[Pointing dataset excerpts]

-------------------------

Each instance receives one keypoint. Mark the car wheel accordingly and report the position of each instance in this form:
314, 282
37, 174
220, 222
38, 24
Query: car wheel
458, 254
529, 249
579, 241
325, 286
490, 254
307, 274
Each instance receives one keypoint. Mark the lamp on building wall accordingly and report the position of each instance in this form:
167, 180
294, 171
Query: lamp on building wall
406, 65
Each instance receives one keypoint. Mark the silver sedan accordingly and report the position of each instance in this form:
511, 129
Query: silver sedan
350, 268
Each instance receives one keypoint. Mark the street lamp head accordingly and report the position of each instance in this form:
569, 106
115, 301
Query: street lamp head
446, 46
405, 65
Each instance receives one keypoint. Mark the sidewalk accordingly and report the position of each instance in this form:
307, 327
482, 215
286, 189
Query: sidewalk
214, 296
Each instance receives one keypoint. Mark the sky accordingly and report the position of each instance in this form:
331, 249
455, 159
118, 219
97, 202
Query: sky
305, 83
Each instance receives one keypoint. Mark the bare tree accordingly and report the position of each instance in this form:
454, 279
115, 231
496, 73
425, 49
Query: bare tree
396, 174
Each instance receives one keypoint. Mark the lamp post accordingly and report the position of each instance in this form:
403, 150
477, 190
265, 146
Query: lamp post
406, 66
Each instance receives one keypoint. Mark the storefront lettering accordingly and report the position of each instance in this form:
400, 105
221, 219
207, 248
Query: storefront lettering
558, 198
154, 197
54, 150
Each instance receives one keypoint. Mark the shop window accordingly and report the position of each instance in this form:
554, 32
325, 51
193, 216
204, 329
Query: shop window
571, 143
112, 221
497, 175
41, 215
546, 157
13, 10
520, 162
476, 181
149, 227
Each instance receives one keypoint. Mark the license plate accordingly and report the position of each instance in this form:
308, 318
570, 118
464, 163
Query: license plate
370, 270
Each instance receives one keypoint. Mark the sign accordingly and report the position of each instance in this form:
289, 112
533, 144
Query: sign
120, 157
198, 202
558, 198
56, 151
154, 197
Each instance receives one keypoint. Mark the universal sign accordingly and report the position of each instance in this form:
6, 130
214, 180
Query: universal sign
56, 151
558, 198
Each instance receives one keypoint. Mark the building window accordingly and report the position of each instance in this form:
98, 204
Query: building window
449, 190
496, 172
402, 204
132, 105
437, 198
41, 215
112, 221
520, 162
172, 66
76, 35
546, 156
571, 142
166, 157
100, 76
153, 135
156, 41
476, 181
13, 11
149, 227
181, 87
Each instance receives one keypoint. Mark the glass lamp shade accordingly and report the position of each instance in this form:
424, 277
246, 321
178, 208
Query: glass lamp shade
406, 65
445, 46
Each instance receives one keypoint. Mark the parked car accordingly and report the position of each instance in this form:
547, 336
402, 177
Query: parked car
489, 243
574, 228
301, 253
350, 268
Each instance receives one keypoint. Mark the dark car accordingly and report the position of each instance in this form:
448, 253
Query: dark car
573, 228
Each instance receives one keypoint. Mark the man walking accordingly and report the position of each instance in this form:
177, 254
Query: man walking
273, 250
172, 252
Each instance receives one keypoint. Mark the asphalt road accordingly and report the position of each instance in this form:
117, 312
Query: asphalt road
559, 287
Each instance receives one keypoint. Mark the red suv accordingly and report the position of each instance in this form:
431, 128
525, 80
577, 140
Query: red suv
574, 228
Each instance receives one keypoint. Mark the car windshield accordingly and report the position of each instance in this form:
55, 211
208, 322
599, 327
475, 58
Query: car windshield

-------------------------

§ **Challenge**
Beginning at the line containing "Each instance receives one keypoint. Mark the universal", repeat each line exactly through the last line of the entries, and include no other lines.

§ **Exercise output**
Each instance receives one keypoint. Mark the universal sign accordingly and report the position of each instance in this form:
6, 130
214, 180
Query: universal sign
56, 151
558, 198
Each instance receives one keypoint. Mark the building window accordingly and report the position of each instance in this form:
98, 204
Query: building window
449, 190
496, 172
402, 204
132, 105
437, 198
41, 215
112, 221
520, 162
172, 66
76, 35
546, 156
571, 142
166, 157
100, 76
153, 135
156, 41
476, 181
13, 11
149, 227
181, 87
Each instance receives one keypoint. Mark the glass lamp shade accordingly and report the position of each instance in this form:
424, 277
246, 321
178, 208
Query: glass lamp shade
406, 65
445, 46
Each instance receives one keypoint. Mark the parked car accordingly and report the position of each instance in this form:
547, 336
402, 177
Query: parked car
489, 243
574, 228
301, 253
350, 268
Each instance receives one keypoint. Mark the dark car accordingly and report the position of each instance in this form:
448, 253
Query: dark car
573, 228
Each instance receives one keypoint. Mark the man walking accordingly and report the position of each instance in this form:
177, 254
Query: man walking
273, 250
172, 252
Each instance receives one keypoint. Mark the asphalt road accordingly and report the position of each instance in this form:
117, 312
Query: asphalt road
559, 287
Each instance receives one keypoint. Mark the red suv accordingly and report the position of each instance in this form:
431, 128
525, 80
577, 140
Query: red suv
574, 228
Each instance receives one keypoint. Mark the car windshield accordingly and report the position of each instance in this form:
55, 211
208, 322
599, 327
475, 58
Query: car windshield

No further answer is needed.